STATED EXERCISE: Pick out every line in the records below that contains the word "wine" and copy each one in full. Case counts.

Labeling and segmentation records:
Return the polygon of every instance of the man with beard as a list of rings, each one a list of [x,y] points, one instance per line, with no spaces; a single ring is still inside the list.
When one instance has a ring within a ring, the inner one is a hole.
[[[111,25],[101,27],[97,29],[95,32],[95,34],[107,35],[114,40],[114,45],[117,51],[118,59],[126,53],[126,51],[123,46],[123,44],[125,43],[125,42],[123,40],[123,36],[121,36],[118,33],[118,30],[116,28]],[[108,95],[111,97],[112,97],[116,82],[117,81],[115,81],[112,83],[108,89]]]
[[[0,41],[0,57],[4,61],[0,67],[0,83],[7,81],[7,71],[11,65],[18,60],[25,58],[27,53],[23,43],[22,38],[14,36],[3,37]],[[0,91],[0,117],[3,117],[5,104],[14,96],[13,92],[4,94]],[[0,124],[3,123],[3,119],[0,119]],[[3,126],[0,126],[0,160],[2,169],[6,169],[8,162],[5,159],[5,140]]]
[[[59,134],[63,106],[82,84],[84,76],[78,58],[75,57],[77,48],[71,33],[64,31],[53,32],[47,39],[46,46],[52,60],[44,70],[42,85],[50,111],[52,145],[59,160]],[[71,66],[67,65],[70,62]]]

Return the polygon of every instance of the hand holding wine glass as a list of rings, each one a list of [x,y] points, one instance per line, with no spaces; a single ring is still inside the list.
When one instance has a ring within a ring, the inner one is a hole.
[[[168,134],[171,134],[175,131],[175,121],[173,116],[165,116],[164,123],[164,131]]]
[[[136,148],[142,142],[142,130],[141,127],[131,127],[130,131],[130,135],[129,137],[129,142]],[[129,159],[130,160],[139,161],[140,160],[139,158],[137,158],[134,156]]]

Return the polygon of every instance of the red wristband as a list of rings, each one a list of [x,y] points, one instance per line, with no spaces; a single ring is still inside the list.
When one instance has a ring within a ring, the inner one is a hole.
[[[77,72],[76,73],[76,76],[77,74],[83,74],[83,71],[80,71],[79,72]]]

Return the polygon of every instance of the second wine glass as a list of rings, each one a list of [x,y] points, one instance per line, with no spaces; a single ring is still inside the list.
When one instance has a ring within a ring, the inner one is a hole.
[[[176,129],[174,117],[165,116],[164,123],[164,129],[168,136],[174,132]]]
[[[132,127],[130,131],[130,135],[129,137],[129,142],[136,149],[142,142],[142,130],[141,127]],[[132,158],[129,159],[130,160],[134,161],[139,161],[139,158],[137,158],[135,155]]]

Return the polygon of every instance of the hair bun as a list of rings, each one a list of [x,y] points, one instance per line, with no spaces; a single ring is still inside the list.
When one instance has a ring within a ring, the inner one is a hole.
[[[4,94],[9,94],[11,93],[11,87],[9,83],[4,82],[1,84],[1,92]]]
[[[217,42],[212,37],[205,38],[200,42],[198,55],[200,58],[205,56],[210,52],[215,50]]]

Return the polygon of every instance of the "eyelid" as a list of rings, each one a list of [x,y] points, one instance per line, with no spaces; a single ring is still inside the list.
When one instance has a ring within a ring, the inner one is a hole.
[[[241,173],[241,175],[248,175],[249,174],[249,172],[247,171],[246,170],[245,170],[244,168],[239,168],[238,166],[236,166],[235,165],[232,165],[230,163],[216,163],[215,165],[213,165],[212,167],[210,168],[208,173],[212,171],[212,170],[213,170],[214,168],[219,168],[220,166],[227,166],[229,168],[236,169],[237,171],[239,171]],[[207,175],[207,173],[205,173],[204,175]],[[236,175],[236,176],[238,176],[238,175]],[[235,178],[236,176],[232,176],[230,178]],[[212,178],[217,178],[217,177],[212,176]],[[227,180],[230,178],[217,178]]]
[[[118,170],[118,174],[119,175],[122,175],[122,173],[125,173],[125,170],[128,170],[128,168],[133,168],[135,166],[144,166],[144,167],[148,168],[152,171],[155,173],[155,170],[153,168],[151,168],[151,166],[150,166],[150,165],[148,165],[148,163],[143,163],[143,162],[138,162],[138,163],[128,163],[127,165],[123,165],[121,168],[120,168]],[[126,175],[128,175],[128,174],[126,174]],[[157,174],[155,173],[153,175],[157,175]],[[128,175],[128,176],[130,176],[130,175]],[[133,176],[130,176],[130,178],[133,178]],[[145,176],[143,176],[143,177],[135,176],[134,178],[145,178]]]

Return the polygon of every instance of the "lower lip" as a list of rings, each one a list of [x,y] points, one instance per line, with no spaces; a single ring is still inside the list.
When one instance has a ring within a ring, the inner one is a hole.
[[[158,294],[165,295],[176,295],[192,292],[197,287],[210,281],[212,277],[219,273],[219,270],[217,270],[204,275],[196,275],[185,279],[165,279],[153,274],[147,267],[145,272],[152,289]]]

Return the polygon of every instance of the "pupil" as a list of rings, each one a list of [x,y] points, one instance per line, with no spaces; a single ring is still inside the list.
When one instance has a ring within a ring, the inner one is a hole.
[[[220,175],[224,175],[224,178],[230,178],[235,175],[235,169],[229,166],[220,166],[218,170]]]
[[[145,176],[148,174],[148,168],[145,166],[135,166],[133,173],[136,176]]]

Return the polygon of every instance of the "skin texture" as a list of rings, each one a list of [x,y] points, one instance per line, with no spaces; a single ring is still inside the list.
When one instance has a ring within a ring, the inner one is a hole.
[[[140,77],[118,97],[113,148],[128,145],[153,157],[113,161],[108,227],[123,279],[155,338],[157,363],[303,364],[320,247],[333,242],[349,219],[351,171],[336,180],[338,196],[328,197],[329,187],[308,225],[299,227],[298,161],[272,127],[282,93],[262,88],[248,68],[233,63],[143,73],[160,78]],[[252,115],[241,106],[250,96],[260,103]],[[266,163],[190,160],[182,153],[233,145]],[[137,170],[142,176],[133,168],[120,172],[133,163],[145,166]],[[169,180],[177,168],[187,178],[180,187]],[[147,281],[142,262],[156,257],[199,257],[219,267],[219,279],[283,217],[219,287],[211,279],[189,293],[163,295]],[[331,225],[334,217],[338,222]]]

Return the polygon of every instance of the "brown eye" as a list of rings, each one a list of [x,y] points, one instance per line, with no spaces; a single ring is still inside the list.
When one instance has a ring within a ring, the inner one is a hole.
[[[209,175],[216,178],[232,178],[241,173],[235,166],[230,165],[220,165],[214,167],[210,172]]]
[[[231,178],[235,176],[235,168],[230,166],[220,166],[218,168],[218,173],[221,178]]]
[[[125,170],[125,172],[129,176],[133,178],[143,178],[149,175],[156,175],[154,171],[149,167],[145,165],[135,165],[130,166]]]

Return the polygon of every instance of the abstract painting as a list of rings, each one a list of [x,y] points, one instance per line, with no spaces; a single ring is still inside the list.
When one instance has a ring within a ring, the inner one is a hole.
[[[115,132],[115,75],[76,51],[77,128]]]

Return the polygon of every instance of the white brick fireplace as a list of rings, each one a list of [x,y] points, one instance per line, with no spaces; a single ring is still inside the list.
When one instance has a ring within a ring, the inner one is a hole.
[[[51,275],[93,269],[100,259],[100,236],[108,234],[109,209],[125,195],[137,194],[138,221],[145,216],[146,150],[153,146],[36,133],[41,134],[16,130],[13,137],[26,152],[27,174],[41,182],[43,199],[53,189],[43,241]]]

OUTPUT:
Return the polygon of every instance of the hand holding wine glass as a list of rings, each one a list of [x,y] points, one instance per line, with no spaces; a single ring is still inside the list.
Return the polygon of every instance of the second wine glass as a list of rings, each one a list of [x,y] points, one instance per line, with no spaces; a single ring is still inside the list.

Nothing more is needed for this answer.